### Extract to read
────────────────────
Arduino Timer Interrupts




Timer interrupts allow you to perform a task at very specifically timed intervals regardless of what else is going on in your code.  In this instructable I’ll explain how to setup and execute an interrupt in Clear Timer on Compare Match or CTC Mode.  Jump straight to step 2 if you are looking for sample code.

Normally when you write an Arduino sketch the Arduino performs all the commands encapsulated in the loop() {} function in the order that they are written, however, it’s difficult to time events in the loop().  Some commands take longer than others to execute, some depend on conditional statements (if, while…) and some Arduino library functions (like digitalWrite or analogRead) are made up of many commands.  Arduino timer interrupts allow you to momentarily pause the normal sequence of events taking place in the loop() function at precisely timed intervals, while you execute a separate set of commands.  Once these commands are done the Arduino picks up again where it was in the loop().

Arduino Timer Interrupts




Interrupts are useful for:

Measuring an incoming signal at equally spaced intervals (constant sampling frequency)
Calculating the time between two events
Sending out a signal of a specific frequency
Periodically checking for incoming serial data
much more…

There are a few ways to do interrupts, for now I’ll focus on the type that I find the most useful/flexible, called Clear Timer on Compare Match or CTC Mode.  Additionally, in this instructable I’ll be writing specifically about the timers to the Arduino Uno (and any other Arduino with ATMEL 328/168… Lilypad, Duemilanove, Diecimila, Nano…).  The main ideas presented here apply to the Mega and older boards as well, but the setup is a little different and the table below is specific to ATMEL 328/168.

Step 1: Prescalers and the Compare Match Register

The Uno has three timers called timer0, timer1, and timer2.  Each of the timers has a counter that is incremented on each tick of the timer’s clock.  CTC timer interrupts are triggered when the counter reaches a specified value, stored in the compare match register.  Once a timer counter reaches this value it will clear (reset to zero) on the next tick of the timer’s clock, then it will continue to count up to the compare match value again.  By choosing the compare match value and setting the speed at which the timer increments the counter, you can control the frequency of timer interrupts.
────────────────────
### Data excerpt
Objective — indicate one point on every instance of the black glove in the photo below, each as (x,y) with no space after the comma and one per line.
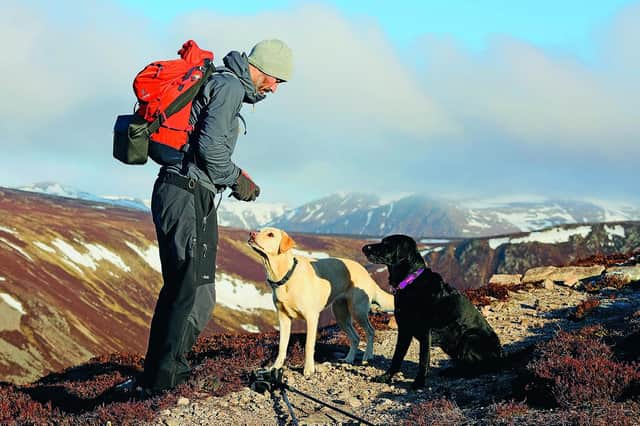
(245,189)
────────────────────
### The problem
Say whether each statement agrees with the Arduino timer interrupts article, answering yes or no and quoting the article's deciding words. 1. The Uno has four timers. 2. When a timer counter reaches the compare match value, it resets to zero on the next tick of the timer's clock. 3. The table in the article applies to the Mega as well as to ATMEL 328/168 boards. The lines after the Arduino article are separate material.

### Full response
1. No: "The Uno has three timers called timer0, timer1, and timer2."
2. Yes: "Once a timer counter reaches this value it will clear (reset to zero) on the next tick of the timer’s clock"
3. No: "the table below is specific to ATMEL 328/168."